EXTRACT TO READ:

###

You think that by now I would realise that God knows best. That by now I would be used to him taking my deepest thoughts, raising them to the surface (through all the hurt and pain that I had piled over top in order to bury them so deep) and helping me examine them. You would think that by now I would not be surprised when he dredges up old wounds in a bid to help me understand the wound so that he can heal it. It's something that he does so regularly that you would think by now I would get it but I don't.
I am still surprised by the things that get raised to the surface, things that I thought I had dealt with, things that I thought I was ok with but then when he shows them to me I realise that I am not ok. When I examine these moments in the light of his presence, when we look together at the decision that was made in response to the situation and the way that decisions has shaped my life, in that moment I am undone. When I look at my reaction and the way it has shaped my world, the way it has invited pain into my life.. I am amazed. Life happens and I get that but I find myself continually learning that the choices I have made when life happens those choices define me. They define the way I feel about myself, the way I feel about others, the way I feel about my past, the way I feel about my future, the way I feel about love.

###

From the reflection above, return the stretch from "I am still surprised" through "feel about love.", copied word for word.

Location identification items
###

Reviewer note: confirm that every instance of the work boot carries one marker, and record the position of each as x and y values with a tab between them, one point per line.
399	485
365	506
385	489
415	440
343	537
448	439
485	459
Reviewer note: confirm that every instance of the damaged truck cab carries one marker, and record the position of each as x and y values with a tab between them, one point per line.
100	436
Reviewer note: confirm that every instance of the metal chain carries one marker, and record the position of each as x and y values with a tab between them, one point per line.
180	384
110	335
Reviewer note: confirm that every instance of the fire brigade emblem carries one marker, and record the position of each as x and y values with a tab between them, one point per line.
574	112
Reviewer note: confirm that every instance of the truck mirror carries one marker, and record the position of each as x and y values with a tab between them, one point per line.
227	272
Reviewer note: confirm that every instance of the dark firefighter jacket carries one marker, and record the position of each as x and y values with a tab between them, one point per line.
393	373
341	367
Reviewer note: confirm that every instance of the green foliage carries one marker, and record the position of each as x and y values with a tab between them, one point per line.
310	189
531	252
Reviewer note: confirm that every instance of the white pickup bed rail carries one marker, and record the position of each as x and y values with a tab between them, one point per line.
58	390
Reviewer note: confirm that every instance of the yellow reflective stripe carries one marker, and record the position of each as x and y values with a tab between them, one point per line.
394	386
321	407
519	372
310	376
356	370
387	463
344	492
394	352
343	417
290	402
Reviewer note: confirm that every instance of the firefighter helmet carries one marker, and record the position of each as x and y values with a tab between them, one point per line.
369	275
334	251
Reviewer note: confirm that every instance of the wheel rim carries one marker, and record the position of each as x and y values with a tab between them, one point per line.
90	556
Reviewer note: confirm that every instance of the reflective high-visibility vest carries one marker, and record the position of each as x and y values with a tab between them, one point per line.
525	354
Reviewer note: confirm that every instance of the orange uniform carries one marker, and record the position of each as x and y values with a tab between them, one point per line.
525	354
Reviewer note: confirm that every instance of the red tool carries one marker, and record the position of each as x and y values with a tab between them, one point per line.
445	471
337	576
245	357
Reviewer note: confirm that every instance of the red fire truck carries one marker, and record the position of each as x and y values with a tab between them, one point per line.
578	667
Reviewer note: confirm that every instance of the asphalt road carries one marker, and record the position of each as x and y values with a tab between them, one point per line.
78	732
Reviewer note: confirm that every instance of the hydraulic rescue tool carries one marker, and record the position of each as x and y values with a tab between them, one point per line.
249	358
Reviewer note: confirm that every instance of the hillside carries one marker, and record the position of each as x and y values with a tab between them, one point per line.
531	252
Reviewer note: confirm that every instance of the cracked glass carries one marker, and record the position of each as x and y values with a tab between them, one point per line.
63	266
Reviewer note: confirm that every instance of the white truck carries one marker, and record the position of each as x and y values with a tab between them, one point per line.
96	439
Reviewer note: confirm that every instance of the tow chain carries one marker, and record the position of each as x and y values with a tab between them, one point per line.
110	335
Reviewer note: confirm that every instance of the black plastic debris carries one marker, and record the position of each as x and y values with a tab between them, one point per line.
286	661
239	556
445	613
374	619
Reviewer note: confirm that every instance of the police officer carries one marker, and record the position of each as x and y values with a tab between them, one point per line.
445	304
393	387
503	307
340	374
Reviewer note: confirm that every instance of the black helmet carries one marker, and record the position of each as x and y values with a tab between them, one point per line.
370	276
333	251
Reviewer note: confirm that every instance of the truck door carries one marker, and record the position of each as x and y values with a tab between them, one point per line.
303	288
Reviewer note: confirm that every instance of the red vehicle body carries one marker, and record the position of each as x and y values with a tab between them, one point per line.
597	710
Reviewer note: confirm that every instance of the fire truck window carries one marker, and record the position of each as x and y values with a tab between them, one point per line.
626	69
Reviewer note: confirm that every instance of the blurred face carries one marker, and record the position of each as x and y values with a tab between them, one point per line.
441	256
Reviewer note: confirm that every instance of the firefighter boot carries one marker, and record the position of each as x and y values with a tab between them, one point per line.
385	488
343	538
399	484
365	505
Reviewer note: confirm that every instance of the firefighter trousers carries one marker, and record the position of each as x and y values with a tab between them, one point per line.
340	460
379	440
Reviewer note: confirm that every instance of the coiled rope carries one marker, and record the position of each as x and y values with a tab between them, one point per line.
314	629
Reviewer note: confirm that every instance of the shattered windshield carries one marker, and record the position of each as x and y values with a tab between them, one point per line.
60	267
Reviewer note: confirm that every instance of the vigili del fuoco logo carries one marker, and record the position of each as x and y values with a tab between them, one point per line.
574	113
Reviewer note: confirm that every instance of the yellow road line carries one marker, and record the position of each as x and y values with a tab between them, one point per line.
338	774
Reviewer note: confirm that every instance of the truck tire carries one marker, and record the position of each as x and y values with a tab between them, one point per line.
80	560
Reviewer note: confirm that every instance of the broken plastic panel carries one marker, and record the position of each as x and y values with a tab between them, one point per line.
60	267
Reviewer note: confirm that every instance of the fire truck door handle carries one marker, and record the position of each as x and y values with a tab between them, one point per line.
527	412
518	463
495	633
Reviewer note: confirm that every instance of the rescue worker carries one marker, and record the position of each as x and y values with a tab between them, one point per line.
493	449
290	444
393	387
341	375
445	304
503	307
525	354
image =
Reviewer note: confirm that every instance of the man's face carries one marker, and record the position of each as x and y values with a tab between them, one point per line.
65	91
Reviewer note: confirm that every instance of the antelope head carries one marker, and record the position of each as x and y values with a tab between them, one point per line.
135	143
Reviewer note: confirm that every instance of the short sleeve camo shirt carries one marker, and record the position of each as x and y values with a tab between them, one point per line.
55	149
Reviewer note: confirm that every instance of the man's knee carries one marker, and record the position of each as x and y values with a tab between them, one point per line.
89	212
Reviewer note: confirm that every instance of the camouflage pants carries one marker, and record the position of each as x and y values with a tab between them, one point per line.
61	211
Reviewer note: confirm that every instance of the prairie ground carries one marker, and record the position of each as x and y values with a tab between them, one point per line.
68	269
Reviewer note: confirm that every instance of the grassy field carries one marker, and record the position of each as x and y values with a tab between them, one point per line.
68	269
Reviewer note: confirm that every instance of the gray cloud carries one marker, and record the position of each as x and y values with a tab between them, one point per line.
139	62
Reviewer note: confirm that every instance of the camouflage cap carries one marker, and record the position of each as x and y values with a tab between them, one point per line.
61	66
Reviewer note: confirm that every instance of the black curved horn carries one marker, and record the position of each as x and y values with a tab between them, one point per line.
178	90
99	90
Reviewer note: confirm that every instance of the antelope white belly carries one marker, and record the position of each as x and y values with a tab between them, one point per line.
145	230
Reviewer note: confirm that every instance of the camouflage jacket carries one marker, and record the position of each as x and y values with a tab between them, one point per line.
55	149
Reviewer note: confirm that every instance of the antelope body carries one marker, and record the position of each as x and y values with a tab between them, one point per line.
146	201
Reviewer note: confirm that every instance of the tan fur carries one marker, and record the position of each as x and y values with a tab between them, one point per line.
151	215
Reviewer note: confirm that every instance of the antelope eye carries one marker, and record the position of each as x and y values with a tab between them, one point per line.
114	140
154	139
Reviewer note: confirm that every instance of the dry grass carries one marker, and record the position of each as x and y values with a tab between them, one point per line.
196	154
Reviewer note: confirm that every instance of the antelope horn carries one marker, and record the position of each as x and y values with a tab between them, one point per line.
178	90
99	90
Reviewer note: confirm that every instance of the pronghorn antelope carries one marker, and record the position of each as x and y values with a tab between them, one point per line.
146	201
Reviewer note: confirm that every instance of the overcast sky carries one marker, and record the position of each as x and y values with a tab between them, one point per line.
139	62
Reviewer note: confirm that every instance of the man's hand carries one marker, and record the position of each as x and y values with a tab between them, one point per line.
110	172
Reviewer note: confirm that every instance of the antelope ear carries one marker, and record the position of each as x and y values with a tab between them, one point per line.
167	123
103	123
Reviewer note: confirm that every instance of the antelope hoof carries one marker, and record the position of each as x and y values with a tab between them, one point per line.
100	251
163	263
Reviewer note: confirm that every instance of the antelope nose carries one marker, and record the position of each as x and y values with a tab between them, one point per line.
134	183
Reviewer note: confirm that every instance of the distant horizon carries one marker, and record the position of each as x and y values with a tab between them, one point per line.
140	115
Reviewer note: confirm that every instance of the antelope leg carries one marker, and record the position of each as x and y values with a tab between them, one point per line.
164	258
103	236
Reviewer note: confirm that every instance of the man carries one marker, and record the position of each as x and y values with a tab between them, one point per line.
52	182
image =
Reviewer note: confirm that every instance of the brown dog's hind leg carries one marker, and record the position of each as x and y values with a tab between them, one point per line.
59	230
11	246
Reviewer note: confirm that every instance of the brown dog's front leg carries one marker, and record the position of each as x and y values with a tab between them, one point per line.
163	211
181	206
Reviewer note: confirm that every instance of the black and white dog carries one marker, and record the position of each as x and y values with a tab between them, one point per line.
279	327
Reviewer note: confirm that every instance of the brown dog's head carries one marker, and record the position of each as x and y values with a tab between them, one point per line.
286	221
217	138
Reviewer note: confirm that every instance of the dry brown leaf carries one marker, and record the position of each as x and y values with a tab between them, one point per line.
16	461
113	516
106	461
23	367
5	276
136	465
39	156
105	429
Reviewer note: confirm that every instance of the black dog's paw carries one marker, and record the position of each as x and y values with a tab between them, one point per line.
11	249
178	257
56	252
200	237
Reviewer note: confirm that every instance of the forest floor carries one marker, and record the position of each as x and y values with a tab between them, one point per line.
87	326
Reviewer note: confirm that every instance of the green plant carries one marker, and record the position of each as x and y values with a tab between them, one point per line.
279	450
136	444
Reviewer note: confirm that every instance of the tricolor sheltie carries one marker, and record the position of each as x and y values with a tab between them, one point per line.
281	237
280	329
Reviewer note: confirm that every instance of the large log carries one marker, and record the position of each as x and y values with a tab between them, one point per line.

###

ANSWER TO THIS TASK:
I am still surprised by the things that get raised to the surface, things that I thought I had dealt with, things that I thought I was ok with but then when he shows them to me I realise that I am not ok. When I examine these moments in the light of his presence, when we look together at the decision that was made in response to the situation and the way that decisions has shaped my life, in that moment I am undone. When I look at my reaction and the way it has shaped my world, the way it has invited pain into my life.. I am amazed. Life happens and I get that but I find myself continually learning that the choices I have made when life happens those choices define me. They define the way I feel about myself, the way I feel about others, the way I feel about my past, the way I feel about my future, the way I feel about love.